start
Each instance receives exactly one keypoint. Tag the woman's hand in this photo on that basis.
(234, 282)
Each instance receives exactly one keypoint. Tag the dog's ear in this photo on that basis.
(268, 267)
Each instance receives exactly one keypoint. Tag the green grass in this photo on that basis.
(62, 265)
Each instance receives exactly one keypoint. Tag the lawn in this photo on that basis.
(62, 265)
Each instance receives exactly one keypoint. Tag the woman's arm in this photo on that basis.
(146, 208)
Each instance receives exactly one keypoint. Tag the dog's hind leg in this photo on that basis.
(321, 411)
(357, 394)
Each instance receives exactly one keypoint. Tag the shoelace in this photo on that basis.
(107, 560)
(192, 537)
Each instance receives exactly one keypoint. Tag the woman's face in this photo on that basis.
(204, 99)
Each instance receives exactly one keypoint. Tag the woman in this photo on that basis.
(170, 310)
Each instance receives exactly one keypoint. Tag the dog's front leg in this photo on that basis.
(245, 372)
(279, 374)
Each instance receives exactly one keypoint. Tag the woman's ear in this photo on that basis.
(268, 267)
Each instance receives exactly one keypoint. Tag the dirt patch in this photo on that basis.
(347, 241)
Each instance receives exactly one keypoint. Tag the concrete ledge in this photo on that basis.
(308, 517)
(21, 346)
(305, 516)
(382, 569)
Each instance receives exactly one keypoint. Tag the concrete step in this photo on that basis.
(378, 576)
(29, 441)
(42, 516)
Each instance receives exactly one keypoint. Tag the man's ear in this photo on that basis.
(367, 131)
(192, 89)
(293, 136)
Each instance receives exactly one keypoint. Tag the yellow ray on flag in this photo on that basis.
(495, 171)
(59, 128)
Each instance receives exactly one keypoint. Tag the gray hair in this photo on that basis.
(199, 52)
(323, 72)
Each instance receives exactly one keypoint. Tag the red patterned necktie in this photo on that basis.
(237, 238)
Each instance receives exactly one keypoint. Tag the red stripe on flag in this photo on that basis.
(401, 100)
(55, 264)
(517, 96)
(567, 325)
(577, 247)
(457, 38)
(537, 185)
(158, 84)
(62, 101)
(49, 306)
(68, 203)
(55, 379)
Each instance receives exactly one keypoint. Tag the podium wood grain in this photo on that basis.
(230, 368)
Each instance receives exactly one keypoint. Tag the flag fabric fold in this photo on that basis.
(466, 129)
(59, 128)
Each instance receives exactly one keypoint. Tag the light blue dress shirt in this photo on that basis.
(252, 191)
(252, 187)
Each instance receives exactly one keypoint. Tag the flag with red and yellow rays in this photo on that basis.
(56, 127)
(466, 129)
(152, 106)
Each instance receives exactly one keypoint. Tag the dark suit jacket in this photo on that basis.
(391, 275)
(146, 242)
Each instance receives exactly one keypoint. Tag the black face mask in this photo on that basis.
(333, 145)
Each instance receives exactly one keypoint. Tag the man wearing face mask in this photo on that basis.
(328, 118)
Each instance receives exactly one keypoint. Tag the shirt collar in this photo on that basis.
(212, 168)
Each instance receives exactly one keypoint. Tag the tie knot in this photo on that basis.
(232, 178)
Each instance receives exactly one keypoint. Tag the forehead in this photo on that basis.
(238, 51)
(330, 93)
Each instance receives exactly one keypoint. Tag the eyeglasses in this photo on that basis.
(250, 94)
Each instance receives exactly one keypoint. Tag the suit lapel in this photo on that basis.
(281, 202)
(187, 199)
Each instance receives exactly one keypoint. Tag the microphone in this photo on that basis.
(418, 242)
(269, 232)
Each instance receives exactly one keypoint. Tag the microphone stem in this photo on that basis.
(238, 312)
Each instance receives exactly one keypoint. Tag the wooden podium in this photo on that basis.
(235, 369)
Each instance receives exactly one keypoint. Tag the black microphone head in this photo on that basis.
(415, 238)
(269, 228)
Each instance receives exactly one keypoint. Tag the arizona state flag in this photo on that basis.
end
* **JOB**
All entries shown above should be printed again exactly.

* **EXERCISE RESULT**
Each instance receives exactly one keypoint. Tag the woman's hand in this photo on that basis.
(234, 282)
Each instance receives exactly one keypoint. Tag the dog's ear in this photo on that basis.
(268, 267)
Each instance receives exactly one keypoint. Tag the green grass in this photo on that basis.
(62, 265)
Each instance receives exactly one keypoint. Tag the lawn in this photo on that basis.
(62, 265)
Each instance receives exactly one keypoint. Tag the woman's arm in this photo on that basis.
(146, 208)
Each instance receives exactly one keypoint. Tag the dog's hind leg in this photo on that basis.
(321, 411)
(357, 394)
Each instance receives exactly one keypoint. Tag the shoelace in this photo on that basis.
(107, 560)
(192, 537)
Each instance receives exactly one keypoint. Tag the woman's face in this photo on that basis.
(204, 99)
Each instance receives exactly one keypoint. Tag the woman in this photo on that basis.
(170, 310)
Each instance receives exactly one keypoint. Tag the dog's front leg in this photo on that basis.
(245, 372)
(279, 374)
Each instance receives exactly one keypoint. Tag the woman's ear in this photo on that basis.
(268, 267)
Each instance receives exactly one keypoint. Tag the dirt patch in this photo on that basis.
(347, 241)
Each instance receives exactly one keypoint. Tag the concrete ledge in this photo on that basis.
(308, 517)
(21, 346)
(305, 516)
(382, 569)
Each instance receives exactly one keypoint. Tag the concrete step in this photo on that basis.
(378, 576)
(29, 441)
(42, 516)
Each instance receives exactly one keypoint. Tag the man's ear in this photo on that basis.
(367, 131)
(192, 89)
(293, 136)
Each instance receives exactly one keypoint. Tag the yellow ray on flag in this photo on that basis.
(495, 171)
(59, 128)
Each instance receives exactly one keypoint. Tag the gray hair in this photo on that basis.
(199, 52)
(323, 72)
Each instance receives exactly one keypoint. Tag the red patterned necktie in this photo on that basis.
(237, 238)
Each instance receives exactly one keypoint. Tag the red stripe on flag in this photo on that basis.
(401, 100)
(55, 264)
(517, 96)
(567, 325)
(577, 247)
(457, 38)
(537, 185)
(158, 84)
(62, 101)
(49, 306)
(68, 203)
(55, 379)
Each instance receives exactly one keypoint. Tag the podium wood grain in this photo on that basis.
(230, 368)
Each instance receives exactly one keypoint. Tag the flag fabric fold in this photo on that basis.
(466, 129)
(59, 128)
Each instance receives exactly one keypoint. Tag the light blue dress shirt in this photo on that basis.
(252, 191)
(252, 187)
Each instance receives exactly one keypoint. Tag the flag with red and yellow rays in this photo on that basis.
(56, 127)
(466, 129)
(152, 106)
Each instance receives exactly one keypoint. Tag the dark suit jacket in this photo on that basis.
(391, 275)
(146, 242)
Each instance receives exactly one keypoint. Tag the black face mask in this photo on that basis.
(333, 145)
Each instance receives exactly one keypoint. Tag the man wearing face mask in this photo on that basis.
(328, 118)
Each instance receives exactly one keypoint. Tag the shirt collar in this photo on that basis.
(212, 168)
Each instance receives exactly one keypoint. Tag the tie knot in this photo on that basis.
(232, 178)
Each instance receives exactly one keypoint. Tag the forehead in this photo on that basis.
(238, 51)
(330, 93)
Each instance receives exactly one keypoint. Tag the eyeglasses in this photo on that basis.
(250, 94)
Each instance receives exactly one keypoint. Tag the suit lapel in this photo on that basis.
(281, 202)
(187, 199)
Each instance receives exactly one keypoint. Tag the microphone in this photo on that basis.
(418, 242)
(269, 232)
Each instance receives exactly one keypoint. Tag the microphone stem in this photo on that basis.
(238, 312)
Each instance receives exactly one keypoint. Tag the wooden podium in this photo on that basis.
(235, 369)
Each instance receives exactly one keypoint. Tag the black microphone head in this photo on that basis.
(415, 238)
(269, 228)
Each instance receives exactly one keypoint. Tag the arizona state flag in this photo on that basis.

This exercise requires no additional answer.